Przekształć wszystkie poniższe wiersze w listę JSON złożoną z łańcuchów znaków, po jednym łańcuchu na każdy wiersz. Puste wiersze pomiń.

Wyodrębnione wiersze
::::

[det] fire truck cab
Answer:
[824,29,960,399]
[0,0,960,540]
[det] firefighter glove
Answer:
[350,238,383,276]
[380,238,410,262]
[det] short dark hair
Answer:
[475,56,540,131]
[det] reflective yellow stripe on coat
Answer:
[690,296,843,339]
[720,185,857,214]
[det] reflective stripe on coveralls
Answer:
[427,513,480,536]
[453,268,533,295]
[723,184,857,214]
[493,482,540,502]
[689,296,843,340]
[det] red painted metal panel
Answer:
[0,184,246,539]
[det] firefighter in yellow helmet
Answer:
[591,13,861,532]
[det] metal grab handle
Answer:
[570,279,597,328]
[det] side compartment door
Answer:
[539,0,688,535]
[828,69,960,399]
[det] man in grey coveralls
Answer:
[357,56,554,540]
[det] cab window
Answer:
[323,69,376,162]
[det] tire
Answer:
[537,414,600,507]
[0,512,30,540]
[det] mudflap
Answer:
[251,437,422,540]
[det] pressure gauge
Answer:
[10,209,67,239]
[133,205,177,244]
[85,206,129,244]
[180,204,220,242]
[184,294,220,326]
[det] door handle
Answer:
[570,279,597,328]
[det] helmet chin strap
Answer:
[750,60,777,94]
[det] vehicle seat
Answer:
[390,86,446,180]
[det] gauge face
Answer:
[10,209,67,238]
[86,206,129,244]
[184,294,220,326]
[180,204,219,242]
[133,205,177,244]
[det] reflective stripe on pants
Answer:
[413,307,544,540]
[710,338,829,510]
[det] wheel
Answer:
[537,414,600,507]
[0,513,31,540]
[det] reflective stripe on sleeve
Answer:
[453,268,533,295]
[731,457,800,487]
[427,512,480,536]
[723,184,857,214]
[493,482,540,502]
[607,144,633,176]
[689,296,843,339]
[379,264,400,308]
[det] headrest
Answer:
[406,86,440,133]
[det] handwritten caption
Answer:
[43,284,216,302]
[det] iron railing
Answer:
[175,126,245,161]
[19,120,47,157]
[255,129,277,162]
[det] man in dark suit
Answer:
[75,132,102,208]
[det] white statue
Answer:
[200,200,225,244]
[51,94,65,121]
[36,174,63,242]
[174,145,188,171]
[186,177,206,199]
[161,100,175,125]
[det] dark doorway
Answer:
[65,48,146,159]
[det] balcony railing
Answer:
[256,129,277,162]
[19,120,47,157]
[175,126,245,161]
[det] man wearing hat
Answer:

::::

● **Rozwiązanie zadania**:
[
  "[det] fire truck cab",
  "Answer:",
  "[824,29,960,399]",
  "[0,0,960,540]",
  "[det] firefighter glove",
  "Answer:",
  "[350,238,383,276]",
  "[380,238,410,262]",
  "[det] short dark hair",
  "Answer:",
  "[475,56,540,131]",
  "[det] reflective yellow stripe on coat",
  "Answer:",
  "[690,296,843,339]",
  "[720,185,857,214]",
  "[det] reflective stripe on coveralls",
  "Answer:",
  "[427,513,480,536]",
  "[453,268,533,295]",
  "[723,184,857,214]",
  "[493,482,540,502]",
  "[689,296,843,340]",
  "[det] red painted metal panel",
  "Answer:",
  "[0,184,246,539]",
  "[det] firefighter in yellow helmet",
  "Answer:",
  "[591,13,861,532]",
  "[det] metal grab handle",
  "Answer:",
  "[570,279,597,328]",
  "[det] side compartment door",
  "Answer:",
  "[539,0,688,535]",
  "[828,69,960,399]",
  "[det] man in grey coveralls",
  "Answer:",
  "[357,56,554,540]",
  "[det] cab window",
  "Answer:",
  "[323,69,376,162]",
  "[det] tire",
  "Answer:",
  "[537,414,600,507]",
  "[0,512,30,540]",
  "[det] mudflap",
  "Answer:",
  "[251,437,422,540]",
  "[det] pressure gauge",
  "Answer:",
  "[10,209,67,239]",
  "[133,205,177,244]",
  "[85,206,129,244]",
  "[180,204,220,242]",
  "[184,294,220,326]",
  "[det] door handle",
  "Answer:",
  "[570,279,597,328]",
  "[det] helmet chin strap",
  "Answer:",
  "[750,60,777,94]",
  "[det] vehicle seat",
  "Answer:",
  "[390,86,446,180]",
  "[det] gauge face",
  "Answer:",
  "[10,209,67,238]",
  "[86,206,129,244]",
  "[184,294,220,326]",
  "[180,204,219,242]",
  "[133,205,177,244]",
  "[det] reflective stripe on pants",
  "Answer:",
  "[413,307,544,540]",
  "[710,338,829,510]",
  "[det] wheel",
  "Answer:",
  "[537,414,600,507]",
  "[0,513,31,540]",
  "[det] reflective stripe on sleeve",
  "Answer:",
  "[453,268,533,295]",
  "[731,457,800,487]",
  "[427,512,480,536]",
  "[723,184,857,214]",
  "[493,482,540,502]",
  "[607,144,633,176]",
  "[689,296,843,339]",
  "[379,264,400,308]",
  "[det] headrest",
  "Answer:",
  "[406,86,440,133]",
  "[det] handwritten caption",
  "Answer:",
  "[43,284,216,302]",
  "[det] iron railing",
  "Answer:",
  "[175,126,245,161]",
  "[19,120,47,157]",
  "[255,129,277,162]",
  "[det] man in dark suit",
  "Answer:",
  "[75,132,102,208]",
  "[det] white statue",
  "Answer:",
  "[200,200,225,244]",
  "[51,94,65,121]",
  "[36,174,63,242]",
  "[174,145,188,171]",
  "[186,177,206,199]",
  "[161,100,175,125]",
  "[det] dark doorway",
  "Answer:",
  "[65,48,146,159]",
  "[det] balcony railing",
  "Answer:",
  "[256,129,277,162]",
  "[19,120,47,157]",
  "[175,126,245,161]",
  "[det] man wearing hat",
  "Answer:"
]